• [Listed entries]:
══════════════════════════════

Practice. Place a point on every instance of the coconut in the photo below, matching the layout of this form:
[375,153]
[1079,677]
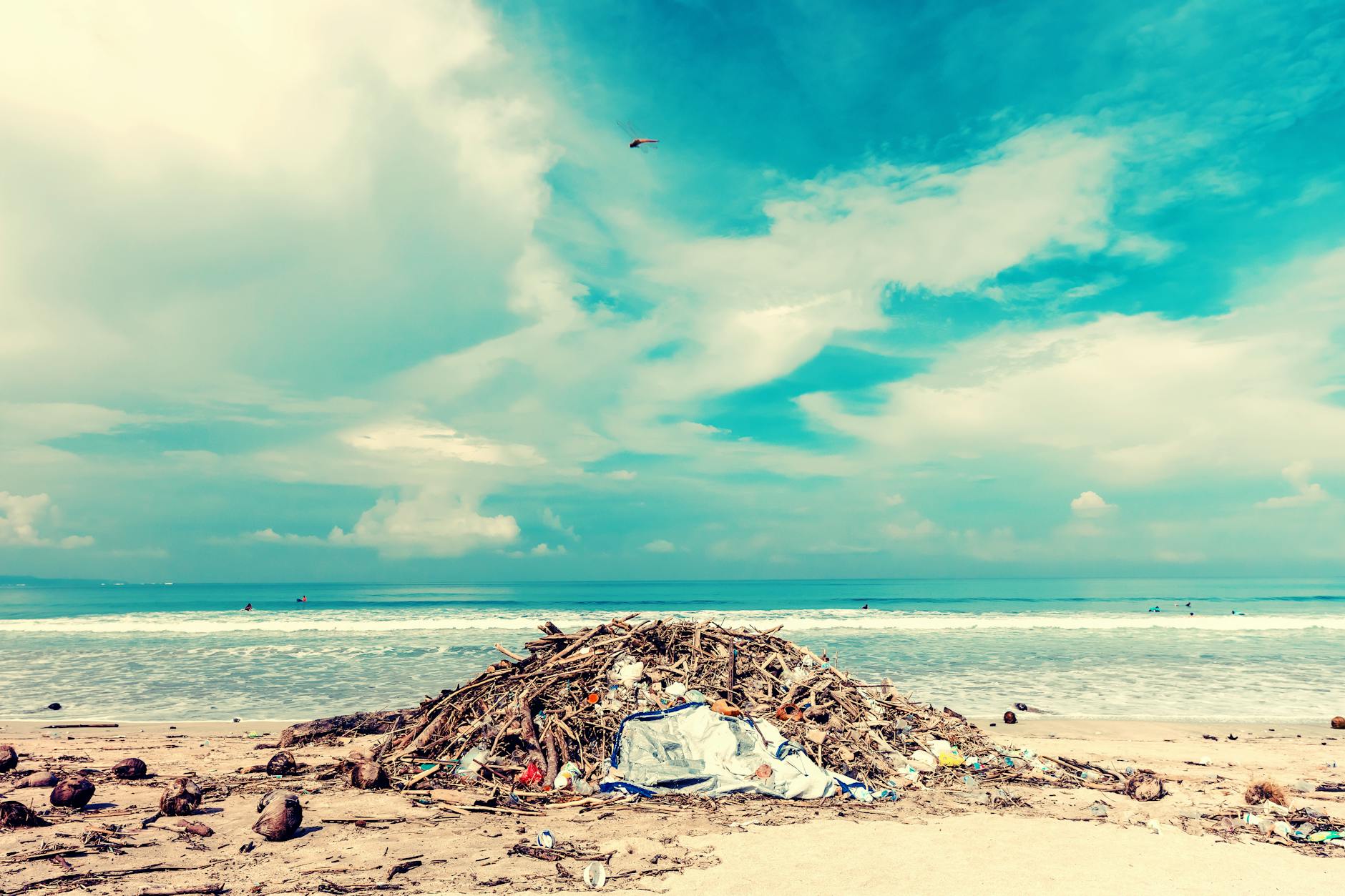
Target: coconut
[14,814]
[129,769]
[1145,786]
[1266,792]
[38,779]
[180,797]
[368,775]
[280,816]
[281,763]
[72,793]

══════════════════════════════

• [What to produce]: Would you please copy the material exactly, leaving all the pictures out?

• [Solution to the problem]:
Practice. Place a point on every instance of the coconut in the photo below, matching the layout of this form:
[375,153]
[1079,677]
Target: coconut
[14,814]
[129,769]
[1145,786]
[1266,792]
[38,779]
[180,797]
[368,775]
[280,816]
[281,763]
[72,793]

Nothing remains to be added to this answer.